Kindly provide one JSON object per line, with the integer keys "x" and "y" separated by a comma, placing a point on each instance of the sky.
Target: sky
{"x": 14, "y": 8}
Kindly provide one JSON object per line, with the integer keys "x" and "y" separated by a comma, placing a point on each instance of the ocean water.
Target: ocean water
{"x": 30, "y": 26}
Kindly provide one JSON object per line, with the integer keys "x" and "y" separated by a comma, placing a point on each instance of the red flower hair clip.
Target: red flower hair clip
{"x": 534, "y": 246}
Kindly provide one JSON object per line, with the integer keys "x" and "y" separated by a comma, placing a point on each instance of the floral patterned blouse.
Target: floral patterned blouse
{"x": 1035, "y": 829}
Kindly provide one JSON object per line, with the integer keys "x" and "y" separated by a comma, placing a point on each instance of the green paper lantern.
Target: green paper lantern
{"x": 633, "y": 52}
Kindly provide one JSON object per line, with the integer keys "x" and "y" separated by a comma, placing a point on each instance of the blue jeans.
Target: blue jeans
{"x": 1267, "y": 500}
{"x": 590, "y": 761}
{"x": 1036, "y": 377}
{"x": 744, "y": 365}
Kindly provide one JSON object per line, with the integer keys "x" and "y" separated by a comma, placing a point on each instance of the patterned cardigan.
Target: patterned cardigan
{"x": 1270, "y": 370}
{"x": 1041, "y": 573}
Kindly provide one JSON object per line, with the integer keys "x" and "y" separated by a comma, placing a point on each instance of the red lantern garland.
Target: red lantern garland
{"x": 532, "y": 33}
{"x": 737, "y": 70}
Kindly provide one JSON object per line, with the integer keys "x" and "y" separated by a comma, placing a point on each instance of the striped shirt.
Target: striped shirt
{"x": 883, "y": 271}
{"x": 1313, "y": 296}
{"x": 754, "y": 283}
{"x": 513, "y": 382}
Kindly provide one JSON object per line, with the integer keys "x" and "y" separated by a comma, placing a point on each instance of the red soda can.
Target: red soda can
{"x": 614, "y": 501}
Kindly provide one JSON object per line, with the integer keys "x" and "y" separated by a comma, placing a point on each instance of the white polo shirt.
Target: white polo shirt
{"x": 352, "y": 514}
....
**Consigne**
Recopie intégralement les lignes en commençant par celle qui contient « green paper lantern. » et jusqu'à la dernière incluse. Ajuste chaque coordonnée des réponses en lui ajoutant -146.

**Solution**
Kindly provide one JSON object per line, with the integer keys "x" and "y" separated by a comma, placing a point on each instance of the green paper lantern.
Target: green paper lantern
{"x": 487, "y": -94}
Kindly provide one JSON object per line, with the integer keys "x" and "y" separated by a comma, placing a point on each instance of the blue jeans.
Target: blue jeans
{"x": 1121, "y": 354}
{"x": 444, "y": 615}
{"x": 890, "y": 231}
{"x": 598, "y": 219}
Kindly provide one JSON object per line, with the integer keys "x" and "y" separated by a comma, placing a point on each instance of the patterned cardigan.
Target: patterned cardigan
{"x": 1124, "y": 224}
{"x": 895, "y": 427}
Kindly provide one JSON object per line, with the integer keys "x" and "y" separated by a comma, placing a point on each instance of the red lantern garland.
Target: red lantern garland
{"x": 386, "y": -113}
{"x": 591, "y": -76}
Kindly provide one JSON object per line, with the integer keys "x" and "y" separated by a comma, placing a point on each instance of the striped shirt.
Target: striped shirt
{"x": 737, "y": 125}
{"x": 1167, "y": 150}
{"x": 608, "y": 137}
{"x": 367, "y": 236}
Kindly provide one JSON object per line, with the integer keys "x" and "y" separated by a comma, placing a point on each instance of the red soda can.
Target: red soda can
{"x": 468, "y": 355}
Kindly provide one JSON object per line, with the integer keys "x" and "y" separated by a comma, placing a point on each instance of the white polo shirt.
Target: white polo shirt
{"x": 206, "y": 368}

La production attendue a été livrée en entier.